§ **Written exercise**: Rewrite all of the data below, changing every "one point per instance" to "a single point for each instance" and leaving everything else unchanged.

··· Given information

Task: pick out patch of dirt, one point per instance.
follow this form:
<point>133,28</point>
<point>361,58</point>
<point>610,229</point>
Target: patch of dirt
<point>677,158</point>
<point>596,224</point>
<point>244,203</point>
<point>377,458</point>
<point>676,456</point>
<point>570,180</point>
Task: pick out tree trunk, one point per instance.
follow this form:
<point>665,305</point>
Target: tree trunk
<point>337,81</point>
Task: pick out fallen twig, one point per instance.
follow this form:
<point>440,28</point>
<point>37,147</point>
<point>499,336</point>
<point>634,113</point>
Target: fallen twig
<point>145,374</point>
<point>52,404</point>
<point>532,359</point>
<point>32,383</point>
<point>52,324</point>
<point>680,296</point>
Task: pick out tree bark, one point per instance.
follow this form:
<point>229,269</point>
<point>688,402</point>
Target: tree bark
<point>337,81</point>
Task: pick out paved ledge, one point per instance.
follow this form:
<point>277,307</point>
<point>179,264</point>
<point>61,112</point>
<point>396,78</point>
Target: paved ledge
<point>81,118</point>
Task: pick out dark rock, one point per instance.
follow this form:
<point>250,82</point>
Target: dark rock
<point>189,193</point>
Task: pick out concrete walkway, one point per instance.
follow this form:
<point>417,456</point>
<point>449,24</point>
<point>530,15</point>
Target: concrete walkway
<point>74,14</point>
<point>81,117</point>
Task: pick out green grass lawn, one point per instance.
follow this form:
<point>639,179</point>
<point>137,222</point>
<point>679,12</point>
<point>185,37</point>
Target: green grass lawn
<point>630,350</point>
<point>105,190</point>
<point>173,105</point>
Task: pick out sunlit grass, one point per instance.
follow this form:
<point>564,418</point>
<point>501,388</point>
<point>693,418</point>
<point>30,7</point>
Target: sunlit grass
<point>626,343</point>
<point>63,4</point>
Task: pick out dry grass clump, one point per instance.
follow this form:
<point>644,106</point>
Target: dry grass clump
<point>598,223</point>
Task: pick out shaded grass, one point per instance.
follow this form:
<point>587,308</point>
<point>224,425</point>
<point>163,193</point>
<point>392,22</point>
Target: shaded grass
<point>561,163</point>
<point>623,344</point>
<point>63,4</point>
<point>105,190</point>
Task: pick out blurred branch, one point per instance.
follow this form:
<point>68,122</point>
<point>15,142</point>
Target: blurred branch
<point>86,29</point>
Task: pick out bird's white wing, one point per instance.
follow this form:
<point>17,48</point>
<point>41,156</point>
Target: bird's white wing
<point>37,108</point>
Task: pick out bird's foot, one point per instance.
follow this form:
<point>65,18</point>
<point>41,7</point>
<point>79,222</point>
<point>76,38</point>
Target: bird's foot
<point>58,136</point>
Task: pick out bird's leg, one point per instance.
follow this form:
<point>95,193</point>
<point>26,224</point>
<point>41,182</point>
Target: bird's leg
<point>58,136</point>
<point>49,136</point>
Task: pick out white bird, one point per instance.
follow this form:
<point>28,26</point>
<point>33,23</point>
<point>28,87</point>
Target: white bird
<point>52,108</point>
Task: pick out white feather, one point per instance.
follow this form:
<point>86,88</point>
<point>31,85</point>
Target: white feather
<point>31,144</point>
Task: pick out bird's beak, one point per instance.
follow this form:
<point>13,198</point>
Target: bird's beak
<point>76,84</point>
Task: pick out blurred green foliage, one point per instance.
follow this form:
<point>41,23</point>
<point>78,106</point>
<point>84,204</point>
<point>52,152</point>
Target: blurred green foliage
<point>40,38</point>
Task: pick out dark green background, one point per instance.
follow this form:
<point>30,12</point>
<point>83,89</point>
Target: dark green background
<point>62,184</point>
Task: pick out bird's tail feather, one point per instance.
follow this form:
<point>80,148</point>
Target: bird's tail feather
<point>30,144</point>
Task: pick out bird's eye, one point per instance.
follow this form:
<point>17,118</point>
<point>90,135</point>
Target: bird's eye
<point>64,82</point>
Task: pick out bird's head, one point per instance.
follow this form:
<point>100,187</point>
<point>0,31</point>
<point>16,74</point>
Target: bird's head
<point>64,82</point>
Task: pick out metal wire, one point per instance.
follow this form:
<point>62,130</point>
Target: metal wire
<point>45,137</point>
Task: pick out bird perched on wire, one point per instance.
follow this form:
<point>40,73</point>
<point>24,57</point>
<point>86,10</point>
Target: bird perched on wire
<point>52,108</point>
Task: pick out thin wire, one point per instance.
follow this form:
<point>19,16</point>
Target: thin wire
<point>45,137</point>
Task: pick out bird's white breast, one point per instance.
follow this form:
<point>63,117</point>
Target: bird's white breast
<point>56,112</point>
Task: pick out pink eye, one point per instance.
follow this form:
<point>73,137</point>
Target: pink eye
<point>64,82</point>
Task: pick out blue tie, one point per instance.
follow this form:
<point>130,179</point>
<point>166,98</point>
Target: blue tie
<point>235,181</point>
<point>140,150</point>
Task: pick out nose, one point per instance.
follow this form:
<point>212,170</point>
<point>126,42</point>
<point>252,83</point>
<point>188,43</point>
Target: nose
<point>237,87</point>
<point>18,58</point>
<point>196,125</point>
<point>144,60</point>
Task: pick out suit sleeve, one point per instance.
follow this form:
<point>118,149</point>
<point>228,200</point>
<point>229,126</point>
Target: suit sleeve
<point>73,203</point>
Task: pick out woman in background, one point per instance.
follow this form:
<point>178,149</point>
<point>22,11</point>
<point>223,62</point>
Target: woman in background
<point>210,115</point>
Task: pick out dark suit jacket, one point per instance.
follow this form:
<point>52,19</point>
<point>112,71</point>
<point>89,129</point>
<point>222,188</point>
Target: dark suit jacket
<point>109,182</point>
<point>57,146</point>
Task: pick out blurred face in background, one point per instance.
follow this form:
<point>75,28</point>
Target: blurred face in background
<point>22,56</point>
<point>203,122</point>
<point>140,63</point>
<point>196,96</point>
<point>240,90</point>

······

§ **Correct output**:
Task: pick out patch of dirt, a single point for each instance.
follow this form:
<point>133,28</point>
<point>361,58</point>
<point>610,229</point>
Target: patch of dirt
<point>677,158</point>
<point>596,224</point>
<point>244,203</point>
<point>377,458</point>
<point>676,456</point>
<point>570,180</point>
Task: pick out tree trunk, a single point for each instance.
follow this form:
<point>665,305</point>
Target: tree trunk
<point>337,81</point>
Task: pick out fallen twig, a single point for each instance.
follow this form:
<point>440,28</point>
<point>37,147</point>
<point>499,336</point>
<point>634,113</point>
Target: fallen twig
<point>145,374</point>
<point>52,404</point>
<point>532,359</point>
<point>32,383</point>
<point>52,324</point>
<point>680,296</point>
Task: pick out tree bark, a single point for each instance.
follow this form:
<point>229,269</point>
<point>688,402</point>
Target: tree bark
<point>337,81</point>
Task: pick out paved ledge, a single point for each instance.
follow this form:
<point>277,307</point>
<point>179,264</point>
<point>61,112</point>
<point>396,78</point>
Target: paved ledge
<point>81,118</point>
Task: pick out dark rock, a single point for each instance.
follow this form:
<point>250,82</point>
Target: dark rock
<point>189,193</point>
Task: pick out concrete walkway, a single point for each instance.
follow this form:
<point>417,456</point>
<point>449,24</point>
<point>530,15</point>
Target: concrete walkway
<point>74,14</point>
<point>81,117</point>
Task: pick out green grass lawn, a single point for each instance.
follow this form:
<point>639,179</point>
<point>137,222</point>
<point>679,12</point>
<point>185,37</point>
Target: green grass lawn
<point>630,350</point>
<point>105,190</point>
<point>173,105</point>
Task: pick out sunlit grass, a single point for each instance.
follow this form:
<point>564,418</point>
<point>501,388</point>
<point>693,418</point>
<point>30,7</point>
Target: sunlit grass
<point>626,343</point>
<point>63,4</point>
Task: pick out dry grass clump, a single point for each instance.
follow this form:
<point>644,106</point>
Target: dry grass clump
<point>598,223</point>
Task: pick out shaded grass, a single point for each instance.
follow this form:
<point>587,308</point>
<point>224,425</point>
<point>163,193</point>
<point>392,22</point>
Target: shaded grass
<point>561,163</point>
<point>623,344</point>
<point>63,4</point>
<point>105,190</point>
Task: pick out blurred branch, a single point for each instance.
follow this form:
<point>68,122</point>
<point>15,142</point>
Target: blurred branch
<point>86,29</point>
Task: pick out bird's white wing, a single point for each instance.
follow this form:
<point>17,48</point>
<point>41,156</point>
Target: bird's white wing
<point>37,108</point>
Task: pick out bird's foot, a single point for each instance.
follow this form:
<point>65,18</point>
<point>41,7</point>
<point>79,222</point>
<point>76,38</point>
Target: bird's foot
<point>58,136</point>
Task: pick out bird's leg, a single point for each instance.
follow this form:
<point>95,193</point>
<point>26,224</point>
<point>41,182</point>
Target: bird's leg
<point>58,136</point>
<point>49,136</point>
Task: pick out white bird, a single point for each instance.
follow this form:
<point>28,26</point>
<point>33,23</point>
<point>28,87</point>
Target: white bird
<point>52,108</point>
Task: pick out white feather, a single point for each instance.
follow this form:
<point>86,88</point>
<point>31,85</point>
Target: white feather
<point>31,144</point>
Task: pick out bird's beak, a single point for each instance.
follow this form:
<point>13,198</point>
Target: bird's beak
<point>76,84</point>
Task: pick out blurred green foliage, a single point for each instance.
follow this form:
<point>41,23</point>
<point>78,106</point>
<point>84,204</point>
<point>52,152</point>
Target: blurred green foliage
<point>40,38</point>
Task: pick out dark green background, a single point for each instance.
follow this form:
<point>30,12</point>
<point>83,89</point>
Target: dark green background
<point>62,184</point>
Task: pick out bird's tail feather, a single point for each instance.
follow this form:
<point>80,148</point>
Target: bird's tail feather
<point>30,144</point>
Task: pick out bird's eye, a single point for each instance.
follow this form:
<point>17,118</point>
<point>90,135</point>
Target: bird's eye
<point>64,82</point>
Task: pick out bird's head, a single point for each instance.
follow this form:
<point>100,187</point>
<point>0,31</point>
<point>16,74</point>
Target: bird's head
<point>64,82</point>
Task: pick out metal wire, a single point for each instance.
follow this form:
<point>62,130</point>
Target: metal wire
<point>45,137</point>
Task: pick out bird perched on wire, a single point for each instance.
follow this form:
<point>40,73</point>
<point>24,57</point>
<point>86,10</point>
Target: bird perched on wire
<point>52,108</point>
Task: pick out thin wire, a single point for each instance.
follow this form:
<point>19,16</point>
Target: thin wire
<point>45,137</point>
Task: pick out bird's white breast, a single point for each instance.
follow this form:
<point>63,117</point>
Target: bird's white breast
<point>56,112</point>
Task: pick out pink eye, a single point for each instance.
follow this form:
<point>73,137</point>
Target: pink eye
<point>64,82</point>
Task: pick out blue tie, a single point for each instance.
follow this form:
<point>130,179</point>
<point>166,98</point>
Target: blue tie
<point>235,181</point>
<point>140,150</point>
Task: pick out nose, a single point for each instance.
follow this form:
<point>212,170</point>
<point>126,42</point>
<point>252,83</point>
<point>188,43</point>
Target: nose
<point>237,87</point>
<point>18,58</point>
<point>196,125</point>
<point>144,60</point>
Task: pick out suit sleeve, a single point for each instance.
follow this form:
<point>118,149</point>
<point>228,200</point>
<point>229,126</point>
Target: suit sleeve
<point>73,203</point>
Task: pick out woman in background, a single point for each instance.
follow this form:
<point>178,149</point>
<point>22,11</point>
<point>223,62</point>
Target: woman in background
<point>210,115</point>
Task: pick out dark suit jacket, a single point for each instance.
follow this form:
<point>52,19</point>
<point>112,71</point>
<point>89,129</point>
<point>222,188</point>
Target: dark suit jacket
<point>109,182</point>
<point>57,146</point>
Task: pick out blurred face in background, a single point for each instance.
follow this form:
<point>75,28</point>
Target: blurred face in background
<point>22,56</point>
<point>203,122</point>
<point>140,63</point>
<point>196,96</point>
<point>240,90</point>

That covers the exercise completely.